Dataset entries:
——
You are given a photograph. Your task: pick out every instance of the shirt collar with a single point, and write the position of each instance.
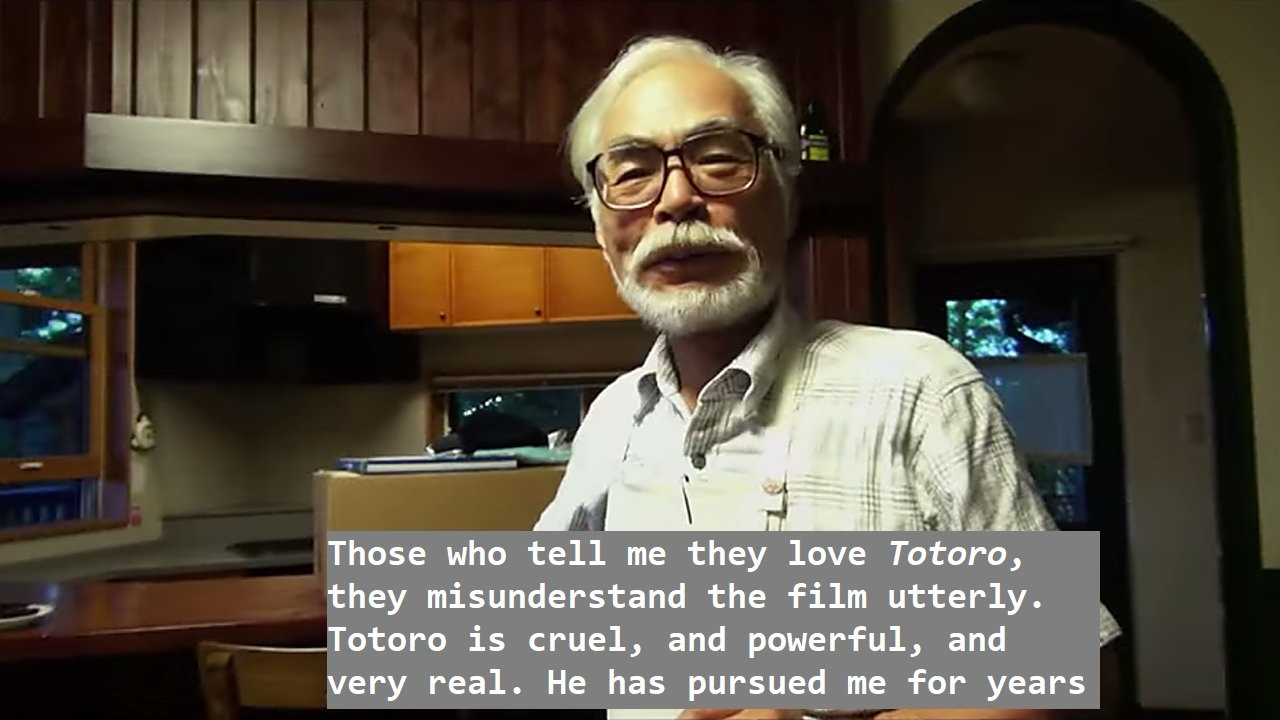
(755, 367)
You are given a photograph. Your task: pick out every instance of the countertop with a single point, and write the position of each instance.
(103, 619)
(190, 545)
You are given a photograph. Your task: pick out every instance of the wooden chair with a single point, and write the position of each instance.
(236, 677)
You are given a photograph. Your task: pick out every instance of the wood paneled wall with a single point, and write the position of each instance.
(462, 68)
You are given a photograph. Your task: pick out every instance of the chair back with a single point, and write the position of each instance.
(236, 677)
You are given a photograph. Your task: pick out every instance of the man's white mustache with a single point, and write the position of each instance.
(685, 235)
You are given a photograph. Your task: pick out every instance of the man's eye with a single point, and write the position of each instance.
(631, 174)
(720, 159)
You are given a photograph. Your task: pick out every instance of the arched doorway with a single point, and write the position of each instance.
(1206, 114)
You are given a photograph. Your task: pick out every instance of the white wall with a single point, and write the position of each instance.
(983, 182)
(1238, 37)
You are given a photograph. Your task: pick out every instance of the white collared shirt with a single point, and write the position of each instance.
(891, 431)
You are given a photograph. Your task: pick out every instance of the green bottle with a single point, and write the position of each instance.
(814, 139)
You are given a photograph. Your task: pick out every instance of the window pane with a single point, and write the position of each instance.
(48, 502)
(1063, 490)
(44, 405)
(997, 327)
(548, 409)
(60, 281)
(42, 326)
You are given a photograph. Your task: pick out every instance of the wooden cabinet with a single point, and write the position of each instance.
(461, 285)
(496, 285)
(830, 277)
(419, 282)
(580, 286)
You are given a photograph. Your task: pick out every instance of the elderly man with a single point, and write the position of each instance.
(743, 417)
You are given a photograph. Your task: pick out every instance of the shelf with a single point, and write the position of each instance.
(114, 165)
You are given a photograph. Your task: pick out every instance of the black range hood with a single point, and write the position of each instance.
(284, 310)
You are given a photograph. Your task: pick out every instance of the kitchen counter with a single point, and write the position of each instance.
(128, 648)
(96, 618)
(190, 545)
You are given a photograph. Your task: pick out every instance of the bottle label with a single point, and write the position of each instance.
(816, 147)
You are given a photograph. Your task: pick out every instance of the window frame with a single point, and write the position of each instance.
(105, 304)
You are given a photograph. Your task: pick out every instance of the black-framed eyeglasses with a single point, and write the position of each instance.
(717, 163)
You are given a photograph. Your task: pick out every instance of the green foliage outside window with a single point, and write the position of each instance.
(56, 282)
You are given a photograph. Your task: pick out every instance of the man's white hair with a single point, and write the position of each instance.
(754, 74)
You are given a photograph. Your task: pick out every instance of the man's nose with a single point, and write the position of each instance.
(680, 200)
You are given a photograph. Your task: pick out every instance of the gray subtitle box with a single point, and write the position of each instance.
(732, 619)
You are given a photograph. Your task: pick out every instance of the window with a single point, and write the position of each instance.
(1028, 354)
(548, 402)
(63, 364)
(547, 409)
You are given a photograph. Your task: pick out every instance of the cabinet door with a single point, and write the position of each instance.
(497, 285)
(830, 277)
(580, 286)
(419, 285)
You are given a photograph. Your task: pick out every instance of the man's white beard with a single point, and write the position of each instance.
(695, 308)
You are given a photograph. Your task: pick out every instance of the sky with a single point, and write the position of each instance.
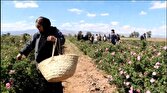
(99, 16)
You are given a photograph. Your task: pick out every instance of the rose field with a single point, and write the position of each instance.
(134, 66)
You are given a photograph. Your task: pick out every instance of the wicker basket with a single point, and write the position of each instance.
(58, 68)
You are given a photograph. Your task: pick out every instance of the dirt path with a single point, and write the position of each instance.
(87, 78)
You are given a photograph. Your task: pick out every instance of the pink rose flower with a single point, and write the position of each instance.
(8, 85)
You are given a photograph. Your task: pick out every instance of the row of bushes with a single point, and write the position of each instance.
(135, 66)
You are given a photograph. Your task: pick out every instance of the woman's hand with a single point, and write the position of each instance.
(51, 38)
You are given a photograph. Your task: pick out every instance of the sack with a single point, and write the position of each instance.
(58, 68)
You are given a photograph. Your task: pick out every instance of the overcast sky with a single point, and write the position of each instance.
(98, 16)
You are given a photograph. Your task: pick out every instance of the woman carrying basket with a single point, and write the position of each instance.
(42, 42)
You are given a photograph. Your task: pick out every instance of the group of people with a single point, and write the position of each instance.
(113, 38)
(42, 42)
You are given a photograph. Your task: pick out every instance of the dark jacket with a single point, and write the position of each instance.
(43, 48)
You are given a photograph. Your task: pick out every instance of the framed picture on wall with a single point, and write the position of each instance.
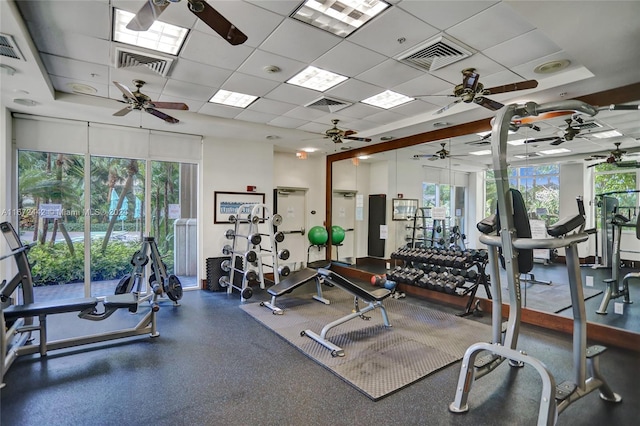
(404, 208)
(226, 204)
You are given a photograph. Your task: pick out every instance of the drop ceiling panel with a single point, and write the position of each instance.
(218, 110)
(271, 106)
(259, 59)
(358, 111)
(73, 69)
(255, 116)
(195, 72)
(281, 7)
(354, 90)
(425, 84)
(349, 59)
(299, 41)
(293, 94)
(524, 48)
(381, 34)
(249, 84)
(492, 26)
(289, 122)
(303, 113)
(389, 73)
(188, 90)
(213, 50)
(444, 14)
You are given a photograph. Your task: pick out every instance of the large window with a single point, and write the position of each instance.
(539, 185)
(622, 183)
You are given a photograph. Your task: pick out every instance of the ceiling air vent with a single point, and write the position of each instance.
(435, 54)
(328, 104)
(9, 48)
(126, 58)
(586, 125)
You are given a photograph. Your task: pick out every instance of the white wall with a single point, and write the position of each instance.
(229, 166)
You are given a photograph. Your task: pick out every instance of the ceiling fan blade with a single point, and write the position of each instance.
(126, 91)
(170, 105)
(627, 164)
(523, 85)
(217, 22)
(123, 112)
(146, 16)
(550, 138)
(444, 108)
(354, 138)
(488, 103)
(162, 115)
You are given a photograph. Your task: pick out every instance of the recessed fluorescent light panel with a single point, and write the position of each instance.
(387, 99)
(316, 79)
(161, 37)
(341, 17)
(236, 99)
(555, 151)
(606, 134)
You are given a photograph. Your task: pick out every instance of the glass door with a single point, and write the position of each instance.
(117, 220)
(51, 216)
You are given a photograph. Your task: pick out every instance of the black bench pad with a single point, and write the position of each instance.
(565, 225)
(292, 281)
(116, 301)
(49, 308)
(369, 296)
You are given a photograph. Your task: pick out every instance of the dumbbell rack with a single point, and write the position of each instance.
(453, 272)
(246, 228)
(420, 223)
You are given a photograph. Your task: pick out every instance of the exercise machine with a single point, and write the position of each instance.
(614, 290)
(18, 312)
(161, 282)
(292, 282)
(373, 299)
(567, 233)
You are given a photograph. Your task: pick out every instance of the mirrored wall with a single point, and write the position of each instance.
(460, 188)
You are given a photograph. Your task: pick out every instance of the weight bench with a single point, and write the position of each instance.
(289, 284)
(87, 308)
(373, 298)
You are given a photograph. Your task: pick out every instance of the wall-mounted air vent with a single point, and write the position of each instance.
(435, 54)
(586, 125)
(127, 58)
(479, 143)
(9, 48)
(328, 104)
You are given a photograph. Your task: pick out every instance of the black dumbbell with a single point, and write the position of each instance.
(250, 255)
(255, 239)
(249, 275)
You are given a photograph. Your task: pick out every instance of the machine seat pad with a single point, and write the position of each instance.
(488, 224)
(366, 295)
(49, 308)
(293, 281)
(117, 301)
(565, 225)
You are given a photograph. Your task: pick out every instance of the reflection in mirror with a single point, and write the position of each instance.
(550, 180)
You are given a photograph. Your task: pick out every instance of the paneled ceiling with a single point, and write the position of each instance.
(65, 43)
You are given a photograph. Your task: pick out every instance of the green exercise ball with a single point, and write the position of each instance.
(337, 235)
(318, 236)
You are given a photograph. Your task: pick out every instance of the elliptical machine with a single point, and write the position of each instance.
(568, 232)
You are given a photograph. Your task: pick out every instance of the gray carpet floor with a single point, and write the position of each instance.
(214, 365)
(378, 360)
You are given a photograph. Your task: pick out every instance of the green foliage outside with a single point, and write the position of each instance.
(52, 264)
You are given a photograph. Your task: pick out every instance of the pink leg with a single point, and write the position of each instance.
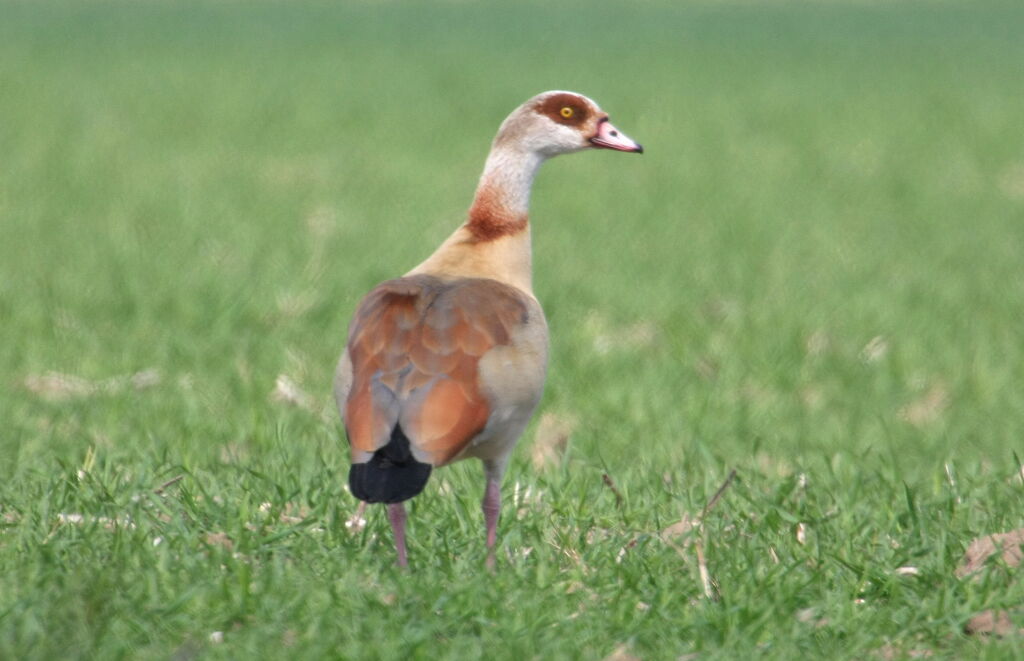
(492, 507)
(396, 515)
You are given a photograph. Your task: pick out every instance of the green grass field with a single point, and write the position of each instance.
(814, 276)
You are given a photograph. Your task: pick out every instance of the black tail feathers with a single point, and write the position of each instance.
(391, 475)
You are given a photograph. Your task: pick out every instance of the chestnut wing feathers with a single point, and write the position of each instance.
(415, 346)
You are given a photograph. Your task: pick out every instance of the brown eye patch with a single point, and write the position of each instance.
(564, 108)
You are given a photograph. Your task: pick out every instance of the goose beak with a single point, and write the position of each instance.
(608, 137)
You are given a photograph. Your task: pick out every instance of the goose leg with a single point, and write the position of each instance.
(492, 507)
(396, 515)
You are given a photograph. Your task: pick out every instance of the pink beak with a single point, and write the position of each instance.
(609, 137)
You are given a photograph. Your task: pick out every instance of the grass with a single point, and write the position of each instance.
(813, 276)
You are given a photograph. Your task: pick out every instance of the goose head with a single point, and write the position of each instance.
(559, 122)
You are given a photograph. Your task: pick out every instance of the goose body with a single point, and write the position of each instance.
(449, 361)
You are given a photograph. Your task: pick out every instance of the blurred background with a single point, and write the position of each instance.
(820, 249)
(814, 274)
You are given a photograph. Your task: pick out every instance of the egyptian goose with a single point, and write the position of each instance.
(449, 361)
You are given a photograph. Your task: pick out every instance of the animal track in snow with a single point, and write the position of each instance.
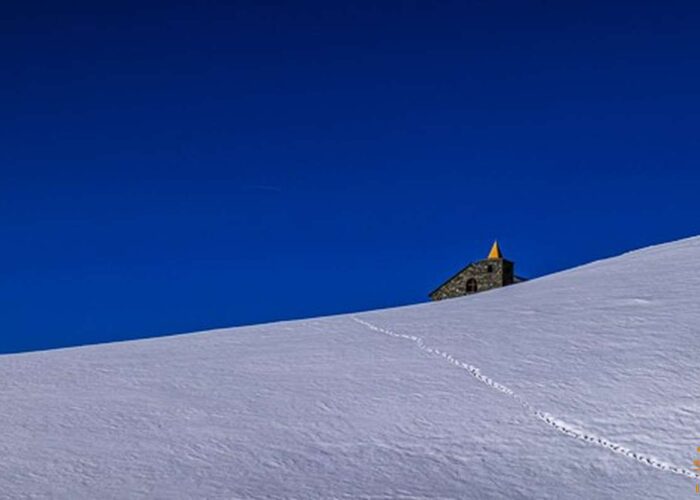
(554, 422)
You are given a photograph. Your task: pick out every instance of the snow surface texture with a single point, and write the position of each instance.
——
- The problem -
Go to the line containing "the goose leg" and set it down, along with every later line through the last one, exactly as written and without the pictures.

- Expected answer -
You are given a photograph. Your task: pick out every instance of the goose leg with a single point, and write the position of each instance.
(492, 507)
(396, 515)
You are given a photograph. Your task: pick out every instance of the pink beak with a single point, and write the position of each instance.
(609, 137)
You are given a photograph. Your task: pick out every instance of the grass with a single point, and write the position of each instance.
(813, 276)
You are given a photograph. Your task: pick out every instance of the goose head with a single point, and write the position of each instance.
(559, 122)
You are given a photograph. Your task: pick out every instance of the goose body with a single point, and write the position of each instance.
(449, 361)
You are given a photograph. Your task: pick out every instance of the blurred background with a single point, and write the position of each instance.
(820, 249)
(814, 274)
You are given a photograph. Your task: pick out every instance of the egyptian goose with a single point, and write the position of each instance.
(449, 361)
You are given a photograph. Your task: pick out every instance of the animal track in snow with a single point, and write the position of each instance.
(554, 422)
You are given a photograph. Your task: pick out every instance of the snow surface texture with a single point, and write the position of each instance.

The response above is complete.